# PROBLEMS TO SOLVE:
- 1) Duplicate everything in the Yokohama sightseeing excerpt from "A manmade island" down to "which to wander.".
- 2) Answer these questions from the Yokohama sightseeing excerpt:
(a) How many creatures does the aquarium at Hakkeijima Sea Paradise hold?
(b) What is the height of the vertical drop on the Blue Fall ride?
(c) What event was held in 1989 where Minato Mirai 21 was later created?
- 3) Carry on the Yokohama sightseeing excerpt, picking up right after its last sentence.

# PAGE EXCERPT:
......

Hakkeijima Sea Paradise

A manmade island built at the tip of Yokohama Bay, you can spend an entire day at Hakkejima Sea Paradise. Admission to the island itself is free, so you can wander the grounds, have a picnic in the park and take long, leisurely strolls at no cost. However, there is a good chance that you won’t want to miss out on the action. For a start there is the three-story high aquaruim that, with more than 100,000 creatures, is Japan’s largest collection of sealife. Then there are the amusements including Japan’s first surf coaster that swings out over the water and Blue Fall, a 107m vertical drop ride. For the peckish and those wanting to pick up souvenirs there are plenty of restaurants and stores in which to wander.

Minato Mirai 21

Created where Yokohama Exotic Showcase was held in 1989, Minato Mirai is another area packed to the rafters with things to see and do. One of the standout attractions is the Cup Noodle museum that features a restaurant selling noodles from around the world, and two workshops in which you can design your own original cup noodle, or the particuilarly child-friendly Chicken Ramen factory where kids can make their own ramen.

......

# LISTED ENTRIES:
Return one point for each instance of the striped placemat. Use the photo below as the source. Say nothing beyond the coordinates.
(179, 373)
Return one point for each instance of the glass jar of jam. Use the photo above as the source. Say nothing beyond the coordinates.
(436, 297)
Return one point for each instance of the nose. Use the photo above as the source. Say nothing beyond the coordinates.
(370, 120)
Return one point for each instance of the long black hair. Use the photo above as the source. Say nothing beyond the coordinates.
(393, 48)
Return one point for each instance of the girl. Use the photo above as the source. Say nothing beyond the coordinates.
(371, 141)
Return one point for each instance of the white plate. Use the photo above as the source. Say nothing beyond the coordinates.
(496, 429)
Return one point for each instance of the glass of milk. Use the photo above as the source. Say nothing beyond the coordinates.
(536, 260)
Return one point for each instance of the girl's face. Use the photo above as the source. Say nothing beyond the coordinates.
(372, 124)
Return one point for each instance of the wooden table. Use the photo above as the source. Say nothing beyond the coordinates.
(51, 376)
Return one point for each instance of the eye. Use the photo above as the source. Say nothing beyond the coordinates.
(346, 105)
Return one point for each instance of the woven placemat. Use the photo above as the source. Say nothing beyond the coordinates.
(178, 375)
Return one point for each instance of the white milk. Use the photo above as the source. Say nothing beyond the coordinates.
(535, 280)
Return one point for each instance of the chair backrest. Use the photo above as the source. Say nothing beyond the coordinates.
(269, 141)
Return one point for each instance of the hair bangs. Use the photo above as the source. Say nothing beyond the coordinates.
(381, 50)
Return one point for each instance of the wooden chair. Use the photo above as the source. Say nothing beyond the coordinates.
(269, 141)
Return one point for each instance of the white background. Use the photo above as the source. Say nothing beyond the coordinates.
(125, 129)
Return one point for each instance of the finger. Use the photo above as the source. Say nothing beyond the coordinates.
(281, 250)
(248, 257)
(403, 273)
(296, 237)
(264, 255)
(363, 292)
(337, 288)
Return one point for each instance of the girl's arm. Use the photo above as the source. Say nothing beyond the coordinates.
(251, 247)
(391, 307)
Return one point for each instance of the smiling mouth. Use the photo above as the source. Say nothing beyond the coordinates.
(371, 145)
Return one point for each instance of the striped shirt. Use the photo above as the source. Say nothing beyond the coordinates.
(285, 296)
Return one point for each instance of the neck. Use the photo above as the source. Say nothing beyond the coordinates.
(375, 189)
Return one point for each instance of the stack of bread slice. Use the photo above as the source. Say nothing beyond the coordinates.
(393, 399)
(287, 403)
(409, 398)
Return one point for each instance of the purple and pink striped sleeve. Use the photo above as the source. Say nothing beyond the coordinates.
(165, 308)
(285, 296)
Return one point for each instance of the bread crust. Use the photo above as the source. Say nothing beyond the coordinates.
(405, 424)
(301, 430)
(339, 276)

......

# EXERCISE RESULTS:
- 1)
A manmade island built at the tip of Yokohama Bay, you can spend an entire day at Hakkejima Sea Paradise. Admission to the island itself is free, so you can wander the grounds, have a picnic in the park and take long, leisurely strolls at no cost. However, there is a good chance that you won’t want to miss out on the action. For a start there is the three-story high aquaruim that, with more than 100,000 creatures, is Japan’s largest collection of sealife. Then there are the amusements including Japan’s first surf coaster that swings out over the water and Blue Fall, a 107m vertical drop ride. For the peckish and those wanting to pick up souvenirs there are plenty of restaurants and stores in which to wander.

- 2)
(a) More than 100,000.
(b) 107m.
(c) Yokohama Exotic Showcase.

- 3)
West of JR Sakuragicho Station, you can find Nogeyama Park and Nogeyama Zoo with about 1,500 animals of 90 species. Younger children will enjoy Anpanman Land and KID-O-KID Borneland, an educational  indoor play facility where children and parents can learn as they play. For the older child, it’s well worth checking out the Nippon Maru and Yokohama Port Museum and the Mitsubishi Minatomirai Industrial Museum exhibiting all sorts of technological marvels including rocket engines, futuristic fork lifts and a deep sea submersible research vessel.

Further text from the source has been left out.